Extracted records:
• • • • • • •
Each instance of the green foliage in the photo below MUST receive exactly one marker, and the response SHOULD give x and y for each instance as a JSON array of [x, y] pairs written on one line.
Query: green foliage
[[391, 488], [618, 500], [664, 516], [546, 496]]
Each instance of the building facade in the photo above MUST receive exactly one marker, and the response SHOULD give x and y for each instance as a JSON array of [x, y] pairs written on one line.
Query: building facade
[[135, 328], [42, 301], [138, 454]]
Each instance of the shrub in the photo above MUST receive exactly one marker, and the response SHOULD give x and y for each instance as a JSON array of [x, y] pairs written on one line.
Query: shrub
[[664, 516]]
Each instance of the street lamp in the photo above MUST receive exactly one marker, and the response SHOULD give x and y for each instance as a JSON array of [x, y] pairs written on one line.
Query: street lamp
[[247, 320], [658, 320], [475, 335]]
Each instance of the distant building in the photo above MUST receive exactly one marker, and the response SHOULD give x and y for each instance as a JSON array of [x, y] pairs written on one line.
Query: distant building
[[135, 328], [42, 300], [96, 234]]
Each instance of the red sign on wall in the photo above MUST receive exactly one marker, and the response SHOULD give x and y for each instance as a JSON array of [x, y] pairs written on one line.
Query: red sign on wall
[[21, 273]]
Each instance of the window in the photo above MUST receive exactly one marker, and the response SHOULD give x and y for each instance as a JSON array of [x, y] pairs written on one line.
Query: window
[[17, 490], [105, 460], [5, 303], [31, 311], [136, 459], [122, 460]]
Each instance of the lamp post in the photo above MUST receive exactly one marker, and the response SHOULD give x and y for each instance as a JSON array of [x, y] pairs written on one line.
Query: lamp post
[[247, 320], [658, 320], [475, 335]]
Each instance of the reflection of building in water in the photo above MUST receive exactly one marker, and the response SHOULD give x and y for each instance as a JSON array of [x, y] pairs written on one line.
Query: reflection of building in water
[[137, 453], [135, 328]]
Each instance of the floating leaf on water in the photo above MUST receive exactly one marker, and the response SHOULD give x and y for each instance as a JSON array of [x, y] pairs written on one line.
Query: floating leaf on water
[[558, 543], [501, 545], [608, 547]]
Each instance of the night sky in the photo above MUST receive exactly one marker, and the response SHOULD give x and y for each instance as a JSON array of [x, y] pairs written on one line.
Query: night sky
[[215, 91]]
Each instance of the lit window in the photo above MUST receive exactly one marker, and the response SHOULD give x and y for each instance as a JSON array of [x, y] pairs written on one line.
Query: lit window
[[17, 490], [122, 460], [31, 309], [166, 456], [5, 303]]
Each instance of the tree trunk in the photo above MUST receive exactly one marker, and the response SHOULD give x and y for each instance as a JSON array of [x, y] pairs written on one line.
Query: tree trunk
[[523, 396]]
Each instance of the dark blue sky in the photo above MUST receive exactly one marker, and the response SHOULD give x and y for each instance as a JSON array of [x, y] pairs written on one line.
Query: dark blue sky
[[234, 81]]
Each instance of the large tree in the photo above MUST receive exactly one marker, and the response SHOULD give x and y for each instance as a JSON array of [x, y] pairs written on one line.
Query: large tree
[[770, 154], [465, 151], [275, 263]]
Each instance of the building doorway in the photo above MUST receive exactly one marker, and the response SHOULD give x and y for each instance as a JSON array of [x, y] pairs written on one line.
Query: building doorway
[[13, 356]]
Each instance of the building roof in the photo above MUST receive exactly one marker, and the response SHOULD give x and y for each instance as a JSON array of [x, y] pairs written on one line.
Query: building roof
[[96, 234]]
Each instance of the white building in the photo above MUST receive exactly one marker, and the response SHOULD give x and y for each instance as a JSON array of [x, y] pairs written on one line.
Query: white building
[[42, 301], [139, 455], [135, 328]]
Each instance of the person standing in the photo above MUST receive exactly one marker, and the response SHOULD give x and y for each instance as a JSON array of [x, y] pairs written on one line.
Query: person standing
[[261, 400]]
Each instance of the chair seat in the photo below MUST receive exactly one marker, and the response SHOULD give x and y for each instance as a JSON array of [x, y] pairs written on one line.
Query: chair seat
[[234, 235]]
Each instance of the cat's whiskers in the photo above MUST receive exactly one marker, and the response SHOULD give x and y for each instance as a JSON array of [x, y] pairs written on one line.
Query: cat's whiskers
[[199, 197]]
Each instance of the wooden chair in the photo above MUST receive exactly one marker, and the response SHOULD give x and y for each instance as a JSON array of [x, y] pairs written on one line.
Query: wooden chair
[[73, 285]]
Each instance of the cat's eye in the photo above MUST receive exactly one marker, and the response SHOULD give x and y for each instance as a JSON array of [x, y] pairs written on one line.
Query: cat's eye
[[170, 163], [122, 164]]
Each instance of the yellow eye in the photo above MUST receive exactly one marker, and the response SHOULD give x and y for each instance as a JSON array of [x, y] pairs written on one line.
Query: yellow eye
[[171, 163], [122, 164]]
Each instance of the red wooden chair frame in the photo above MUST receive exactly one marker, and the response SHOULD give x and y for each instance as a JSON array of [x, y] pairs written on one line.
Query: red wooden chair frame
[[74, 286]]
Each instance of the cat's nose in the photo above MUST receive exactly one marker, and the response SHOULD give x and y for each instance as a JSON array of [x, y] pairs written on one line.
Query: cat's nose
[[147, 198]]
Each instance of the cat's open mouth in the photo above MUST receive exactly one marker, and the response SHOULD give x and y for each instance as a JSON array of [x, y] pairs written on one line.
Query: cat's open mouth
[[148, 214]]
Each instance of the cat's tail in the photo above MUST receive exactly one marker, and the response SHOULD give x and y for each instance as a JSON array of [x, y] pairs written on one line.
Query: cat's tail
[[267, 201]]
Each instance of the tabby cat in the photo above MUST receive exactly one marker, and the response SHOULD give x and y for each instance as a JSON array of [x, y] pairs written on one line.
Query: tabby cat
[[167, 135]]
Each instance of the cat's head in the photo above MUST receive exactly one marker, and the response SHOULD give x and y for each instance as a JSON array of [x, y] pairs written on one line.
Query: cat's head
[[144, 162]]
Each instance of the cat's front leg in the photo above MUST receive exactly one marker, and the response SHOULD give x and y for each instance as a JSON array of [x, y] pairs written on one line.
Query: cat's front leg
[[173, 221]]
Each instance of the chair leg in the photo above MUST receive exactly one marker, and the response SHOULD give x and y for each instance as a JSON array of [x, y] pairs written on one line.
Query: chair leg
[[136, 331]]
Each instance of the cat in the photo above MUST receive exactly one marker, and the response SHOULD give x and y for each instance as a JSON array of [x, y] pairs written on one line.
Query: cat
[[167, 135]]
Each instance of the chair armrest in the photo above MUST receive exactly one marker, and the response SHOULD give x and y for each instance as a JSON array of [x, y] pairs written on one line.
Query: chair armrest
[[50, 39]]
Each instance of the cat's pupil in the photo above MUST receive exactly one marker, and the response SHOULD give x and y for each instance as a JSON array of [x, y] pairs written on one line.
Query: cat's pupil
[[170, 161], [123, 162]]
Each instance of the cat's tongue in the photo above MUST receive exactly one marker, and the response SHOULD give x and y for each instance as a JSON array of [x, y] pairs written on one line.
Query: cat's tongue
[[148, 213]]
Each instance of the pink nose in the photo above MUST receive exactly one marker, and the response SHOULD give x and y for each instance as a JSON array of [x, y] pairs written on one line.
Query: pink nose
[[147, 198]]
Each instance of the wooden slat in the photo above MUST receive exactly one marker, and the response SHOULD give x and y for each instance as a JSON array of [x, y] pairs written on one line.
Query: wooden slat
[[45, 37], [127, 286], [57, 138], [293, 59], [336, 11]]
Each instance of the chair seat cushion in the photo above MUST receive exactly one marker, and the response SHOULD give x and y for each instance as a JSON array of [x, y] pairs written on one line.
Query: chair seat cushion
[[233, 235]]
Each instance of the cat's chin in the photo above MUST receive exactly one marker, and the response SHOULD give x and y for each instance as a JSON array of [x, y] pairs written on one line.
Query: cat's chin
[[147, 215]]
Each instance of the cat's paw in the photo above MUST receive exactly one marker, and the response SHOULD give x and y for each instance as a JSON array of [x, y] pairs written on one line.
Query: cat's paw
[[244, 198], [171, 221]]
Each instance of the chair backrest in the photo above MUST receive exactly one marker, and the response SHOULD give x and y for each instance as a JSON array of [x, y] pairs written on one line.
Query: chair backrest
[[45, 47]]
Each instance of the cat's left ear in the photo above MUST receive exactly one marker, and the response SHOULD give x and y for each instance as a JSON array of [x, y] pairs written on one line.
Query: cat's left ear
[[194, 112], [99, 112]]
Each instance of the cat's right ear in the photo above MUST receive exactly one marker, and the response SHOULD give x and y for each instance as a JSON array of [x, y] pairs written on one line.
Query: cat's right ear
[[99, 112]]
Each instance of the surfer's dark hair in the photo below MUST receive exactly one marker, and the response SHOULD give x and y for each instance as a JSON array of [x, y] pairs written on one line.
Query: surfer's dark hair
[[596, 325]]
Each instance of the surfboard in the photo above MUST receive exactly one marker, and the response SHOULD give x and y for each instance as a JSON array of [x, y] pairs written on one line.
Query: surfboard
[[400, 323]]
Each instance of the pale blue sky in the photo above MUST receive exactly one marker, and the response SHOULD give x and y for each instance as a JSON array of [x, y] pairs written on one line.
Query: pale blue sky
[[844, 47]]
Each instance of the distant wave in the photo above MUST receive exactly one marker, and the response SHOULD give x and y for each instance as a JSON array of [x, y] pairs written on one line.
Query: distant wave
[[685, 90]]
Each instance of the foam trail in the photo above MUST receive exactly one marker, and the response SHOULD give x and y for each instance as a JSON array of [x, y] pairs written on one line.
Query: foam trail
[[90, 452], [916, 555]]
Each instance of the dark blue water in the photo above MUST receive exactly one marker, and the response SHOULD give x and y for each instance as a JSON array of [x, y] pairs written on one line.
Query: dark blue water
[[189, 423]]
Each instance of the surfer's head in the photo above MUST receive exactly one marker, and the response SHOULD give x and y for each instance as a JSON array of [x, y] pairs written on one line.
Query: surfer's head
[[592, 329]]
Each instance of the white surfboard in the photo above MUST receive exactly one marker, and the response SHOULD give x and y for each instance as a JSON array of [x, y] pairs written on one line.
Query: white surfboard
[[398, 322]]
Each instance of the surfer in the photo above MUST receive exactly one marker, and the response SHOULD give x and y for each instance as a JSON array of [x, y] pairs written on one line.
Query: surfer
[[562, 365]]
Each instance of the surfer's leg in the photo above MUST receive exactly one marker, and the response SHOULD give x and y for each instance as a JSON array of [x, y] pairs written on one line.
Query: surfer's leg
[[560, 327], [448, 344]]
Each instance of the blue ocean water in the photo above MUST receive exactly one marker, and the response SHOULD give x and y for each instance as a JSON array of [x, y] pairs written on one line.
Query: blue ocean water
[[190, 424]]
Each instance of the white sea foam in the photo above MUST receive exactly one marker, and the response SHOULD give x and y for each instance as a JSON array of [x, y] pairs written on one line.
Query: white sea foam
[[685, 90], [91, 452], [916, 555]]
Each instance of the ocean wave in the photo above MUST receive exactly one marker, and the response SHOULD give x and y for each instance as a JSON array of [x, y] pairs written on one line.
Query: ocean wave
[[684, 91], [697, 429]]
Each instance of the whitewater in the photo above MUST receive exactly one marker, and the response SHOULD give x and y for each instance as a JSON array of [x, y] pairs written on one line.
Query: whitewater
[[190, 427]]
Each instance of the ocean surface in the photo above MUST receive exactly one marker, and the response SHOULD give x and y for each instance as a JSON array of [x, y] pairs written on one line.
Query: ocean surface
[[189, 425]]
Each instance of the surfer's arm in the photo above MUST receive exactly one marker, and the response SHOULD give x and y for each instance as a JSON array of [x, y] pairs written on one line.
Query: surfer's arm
• • • • • • •
EXERCISE GOAL => Can you give again the stretch of the listing from its first line through the line containing "[[135, 328], [42, 300], [96, 234]]", both ends included, leaving all text as is? Scale only the coordinates in the answers by multiplying each by 0.75 and rounding to whole numbers, with halves rounded up.

THE COMPLETED TASK =>
Each instance of the green foliage in the photo below MUST receive exactly one marker, and the response SHOULD give x and y for each instance as a JSON array of [x, y] pairs written on one line.
Query: green foliage
[[293, 366], [464, 375], [498, 387], [410, 372]]
Each instance of the building facade in the photo above MUST receive exactly one marker, and the response SHOULD give x and y for each instance as a JSON array of [x, y] pairs written on one line.
Query: building facade
[[101, 246], [32, 226], [104, 341]]
Each instance of the shrub in the photo above MUST receive exactly one marker, and the response SHOULD give x and y for each instance as a JSON array of [x, y] pairs written on one line.
Query: shrub
[[498, 387]]
Each instance of the street lamp in the photo above MUST receive exactly one marker, and the response SHOULD give x and y for each instance as a JSON array of [x, y] pairs written on one line.
Query: street lamp
[[185, 240], [494, 240], [356, 251]]
Each instance of the distant building in the photo above MUST receive exactly one marker, and the response SHOULD give x and y for each instance as a JSON array of [x, y] pairs written on one line.
Query: distant building
[[101, 246], [32, 225], [72, 176]]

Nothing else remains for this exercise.